Kebahagiaan semacam ini sebenarnya menipu. Seorang professor psikologi Jerman bernama Kliengsieck pernah berkata bahwa sesuatu yang bagus tidak akan didapatkan oleh mereka yang menunda. Ini tentu bukan kalimat motivasi dangkal yang tujuannya memberi stimulasi sesaat. Tetapi, telah dibuktikan melalui beberapa riset di ranah akademik dan dunia kerja, yang justru menunjukkan bahwa ada gelombang stress yang menunggu setelah seseorang melakukan penundaan.

**Cuplikan Data**
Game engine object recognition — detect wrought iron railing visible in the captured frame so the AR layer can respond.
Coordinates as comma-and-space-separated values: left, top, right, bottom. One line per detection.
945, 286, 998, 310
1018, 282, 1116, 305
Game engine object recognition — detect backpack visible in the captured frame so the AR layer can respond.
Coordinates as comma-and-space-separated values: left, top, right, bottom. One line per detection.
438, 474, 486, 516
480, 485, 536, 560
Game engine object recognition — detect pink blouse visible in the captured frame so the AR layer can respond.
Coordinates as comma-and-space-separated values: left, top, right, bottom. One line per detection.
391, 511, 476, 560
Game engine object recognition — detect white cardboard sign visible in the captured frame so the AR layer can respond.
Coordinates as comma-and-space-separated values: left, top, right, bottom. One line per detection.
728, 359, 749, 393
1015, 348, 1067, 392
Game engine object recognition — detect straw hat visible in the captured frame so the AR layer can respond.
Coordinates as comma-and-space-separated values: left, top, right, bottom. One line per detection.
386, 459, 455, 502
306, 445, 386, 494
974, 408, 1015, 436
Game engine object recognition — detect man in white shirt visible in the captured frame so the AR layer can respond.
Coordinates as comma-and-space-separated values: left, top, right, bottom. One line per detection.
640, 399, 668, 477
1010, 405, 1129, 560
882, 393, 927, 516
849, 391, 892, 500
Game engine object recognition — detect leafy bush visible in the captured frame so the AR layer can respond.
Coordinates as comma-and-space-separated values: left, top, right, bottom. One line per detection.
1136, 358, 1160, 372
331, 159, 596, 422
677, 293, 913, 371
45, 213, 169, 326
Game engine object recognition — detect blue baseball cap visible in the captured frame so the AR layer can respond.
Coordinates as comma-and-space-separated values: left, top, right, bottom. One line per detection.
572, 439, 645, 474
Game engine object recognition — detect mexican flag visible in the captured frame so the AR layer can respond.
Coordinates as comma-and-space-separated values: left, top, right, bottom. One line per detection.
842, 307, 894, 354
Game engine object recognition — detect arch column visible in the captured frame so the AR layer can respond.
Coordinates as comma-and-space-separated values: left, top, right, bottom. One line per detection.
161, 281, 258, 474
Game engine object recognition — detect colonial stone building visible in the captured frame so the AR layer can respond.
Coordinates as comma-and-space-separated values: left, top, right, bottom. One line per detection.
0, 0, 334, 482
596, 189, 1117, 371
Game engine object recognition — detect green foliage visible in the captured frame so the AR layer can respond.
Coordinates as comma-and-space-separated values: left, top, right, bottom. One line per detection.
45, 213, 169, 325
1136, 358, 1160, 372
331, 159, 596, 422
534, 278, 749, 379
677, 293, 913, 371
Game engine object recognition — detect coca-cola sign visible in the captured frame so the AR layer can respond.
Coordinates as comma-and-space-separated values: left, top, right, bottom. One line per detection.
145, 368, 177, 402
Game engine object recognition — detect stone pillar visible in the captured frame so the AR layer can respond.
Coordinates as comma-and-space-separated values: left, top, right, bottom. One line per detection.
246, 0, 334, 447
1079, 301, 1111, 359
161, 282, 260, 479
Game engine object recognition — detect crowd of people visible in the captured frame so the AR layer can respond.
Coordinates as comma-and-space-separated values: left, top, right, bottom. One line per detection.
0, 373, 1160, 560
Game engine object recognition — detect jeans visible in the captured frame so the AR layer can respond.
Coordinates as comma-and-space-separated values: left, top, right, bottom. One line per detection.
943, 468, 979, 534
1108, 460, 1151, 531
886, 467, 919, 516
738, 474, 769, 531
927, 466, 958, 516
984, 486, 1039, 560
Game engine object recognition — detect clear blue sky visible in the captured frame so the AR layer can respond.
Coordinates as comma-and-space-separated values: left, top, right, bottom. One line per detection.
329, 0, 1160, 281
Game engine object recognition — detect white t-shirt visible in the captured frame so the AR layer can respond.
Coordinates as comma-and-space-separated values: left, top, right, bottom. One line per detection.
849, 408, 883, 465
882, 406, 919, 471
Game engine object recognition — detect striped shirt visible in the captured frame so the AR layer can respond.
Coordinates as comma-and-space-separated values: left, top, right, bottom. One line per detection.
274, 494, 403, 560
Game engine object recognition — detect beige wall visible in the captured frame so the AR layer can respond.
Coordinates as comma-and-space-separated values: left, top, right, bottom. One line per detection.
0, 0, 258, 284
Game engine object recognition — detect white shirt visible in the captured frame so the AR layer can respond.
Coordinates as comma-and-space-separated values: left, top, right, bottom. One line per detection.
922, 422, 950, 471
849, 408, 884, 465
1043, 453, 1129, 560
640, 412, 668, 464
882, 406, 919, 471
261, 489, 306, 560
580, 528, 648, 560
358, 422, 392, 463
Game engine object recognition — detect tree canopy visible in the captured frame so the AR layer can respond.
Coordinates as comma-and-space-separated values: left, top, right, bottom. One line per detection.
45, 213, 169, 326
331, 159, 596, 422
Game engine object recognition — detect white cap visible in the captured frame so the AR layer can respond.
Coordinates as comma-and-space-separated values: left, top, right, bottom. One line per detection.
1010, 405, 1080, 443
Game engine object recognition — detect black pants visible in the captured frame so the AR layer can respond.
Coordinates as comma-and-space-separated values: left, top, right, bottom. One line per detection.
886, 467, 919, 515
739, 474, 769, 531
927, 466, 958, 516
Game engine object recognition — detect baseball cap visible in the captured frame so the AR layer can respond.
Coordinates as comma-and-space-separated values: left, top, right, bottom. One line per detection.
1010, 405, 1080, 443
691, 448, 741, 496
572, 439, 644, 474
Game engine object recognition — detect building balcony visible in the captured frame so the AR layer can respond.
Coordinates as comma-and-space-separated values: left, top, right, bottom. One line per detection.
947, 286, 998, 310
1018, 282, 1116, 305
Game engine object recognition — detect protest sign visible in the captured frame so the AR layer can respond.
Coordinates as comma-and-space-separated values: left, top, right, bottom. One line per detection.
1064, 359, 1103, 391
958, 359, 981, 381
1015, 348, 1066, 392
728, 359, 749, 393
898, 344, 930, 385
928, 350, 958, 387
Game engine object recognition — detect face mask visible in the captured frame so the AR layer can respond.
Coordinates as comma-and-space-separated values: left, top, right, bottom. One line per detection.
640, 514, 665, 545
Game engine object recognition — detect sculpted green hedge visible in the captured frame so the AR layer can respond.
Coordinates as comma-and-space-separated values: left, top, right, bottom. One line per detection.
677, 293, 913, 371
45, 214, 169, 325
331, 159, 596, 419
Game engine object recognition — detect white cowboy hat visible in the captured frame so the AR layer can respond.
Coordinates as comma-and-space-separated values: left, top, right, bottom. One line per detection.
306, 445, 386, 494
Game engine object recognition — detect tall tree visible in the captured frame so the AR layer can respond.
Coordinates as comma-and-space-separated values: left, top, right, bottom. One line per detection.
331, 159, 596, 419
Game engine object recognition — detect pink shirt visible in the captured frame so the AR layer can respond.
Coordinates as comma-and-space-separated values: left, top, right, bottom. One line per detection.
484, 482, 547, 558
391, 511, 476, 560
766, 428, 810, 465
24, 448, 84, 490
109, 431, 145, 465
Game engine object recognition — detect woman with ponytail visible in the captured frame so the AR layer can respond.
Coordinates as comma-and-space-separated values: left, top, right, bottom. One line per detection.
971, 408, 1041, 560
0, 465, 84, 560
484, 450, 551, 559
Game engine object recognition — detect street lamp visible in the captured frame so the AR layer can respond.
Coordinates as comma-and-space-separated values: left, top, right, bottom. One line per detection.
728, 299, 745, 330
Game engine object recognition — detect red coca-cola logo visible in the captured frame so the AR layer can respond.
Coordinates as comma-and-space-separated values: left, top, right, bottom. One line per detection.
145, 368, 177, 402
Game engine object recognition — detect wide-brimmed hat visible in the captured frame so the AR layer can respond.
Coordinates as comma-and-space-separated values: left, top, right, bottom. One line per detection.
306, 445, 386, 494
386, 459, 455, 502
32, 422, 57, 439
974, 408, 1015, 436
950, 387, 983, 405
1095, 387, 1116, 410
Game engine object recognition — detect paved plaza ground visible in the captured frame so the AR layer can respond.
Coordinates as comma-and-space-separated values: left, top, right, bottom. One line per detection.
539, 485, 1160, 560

**Tugas Tertulis**
A. Ulangi dengan tepat bagian teks tentang penundaan, mulai dari "Kebahagiaan semacam ini" sampai "seseorang melakukan penundaan.".
B. Menurut teks tentang penundaan, mengapa ucapan Kliengsieck bukan sekadar kalimat motivasi dangkal? Jelaskan dalam satu sampai tiga kalimat.

**Jawaban Soal**
A.
Kebahagiaan semacam ini sebenarnya menipu. Seorang professor psikologi Jerman bernama Kliengsieck pernah berkata bahwa sesuatu yang bagus tidak akan didapatkan oleh mereka yang menunda. Ini tentu bukan kalimat motivasi dangkal yang tujuannya memberi stimulasi sesaat. Tetapi, telah dibuktikan melalui beberapa riset di ranah akademik dan dunia kerja, yang justru menunjukkan bahwa ada gelombang stress yang menunggu setelah seseorang melakukan penundaan.

B. Ucapan itu telah dibuktikan melalui beberapa riset di ranah akademik dan dunia kerja. Riset tersebut menunjukkan bahwa ada gelombang stres yang menunggu setelah seseorang melakukan penundaan.